_Material for this exercise_:
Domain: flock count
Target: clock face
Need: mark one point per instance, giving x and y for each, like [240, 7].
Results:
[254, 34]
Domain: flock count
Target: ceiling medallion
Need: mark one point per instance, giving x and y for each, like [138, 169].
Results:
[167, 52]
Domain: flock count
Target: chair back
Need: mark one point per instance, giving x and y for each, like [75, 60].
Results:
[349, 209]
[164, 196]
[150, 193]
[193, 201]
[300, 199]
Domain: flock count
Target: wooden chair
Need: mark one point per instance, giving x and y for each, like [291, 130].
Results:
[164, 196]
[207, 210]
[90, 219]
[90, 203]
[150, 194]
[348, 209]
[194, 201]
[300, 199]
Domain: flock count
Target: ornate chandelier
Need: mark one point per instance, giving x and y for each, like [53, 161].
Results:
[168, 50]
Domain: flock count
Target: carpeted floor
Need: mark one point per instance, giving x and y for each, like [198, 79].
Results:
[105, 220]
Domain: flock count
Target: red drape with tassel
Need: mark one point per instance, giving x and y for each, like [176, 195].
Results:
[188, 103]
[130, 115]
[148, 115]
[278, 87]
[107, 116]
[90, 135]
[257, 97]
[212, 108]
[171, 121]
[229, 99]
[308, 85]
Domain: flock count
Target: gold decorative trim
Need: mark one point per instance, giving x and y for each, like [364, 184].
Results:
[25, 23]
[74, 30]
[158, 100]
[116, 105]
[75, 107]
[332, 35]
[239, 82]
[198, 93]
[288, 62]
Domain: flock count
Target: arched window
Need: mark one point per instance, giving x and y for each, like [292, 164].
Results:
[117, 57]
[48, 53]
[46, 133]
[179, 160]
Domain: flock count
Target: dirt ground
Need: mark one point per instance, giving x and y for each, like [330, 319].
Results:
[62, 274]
...
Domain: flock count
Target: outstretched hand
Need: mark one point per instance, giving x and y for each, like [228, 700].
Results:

_Instructions to follow_: When the word "Target" shows up in a line of the entries, pull that line out.

_Final answer_:
Target: clock face
Target: ceiling medallion
Target: chair back
Target: wooden chair
Target: ornate chandelier
Target: carpeted floor
Target: red drape with tassel
Target: gold decorative trim
Target: arched window
Target: dirt ground
Target: outstretched hand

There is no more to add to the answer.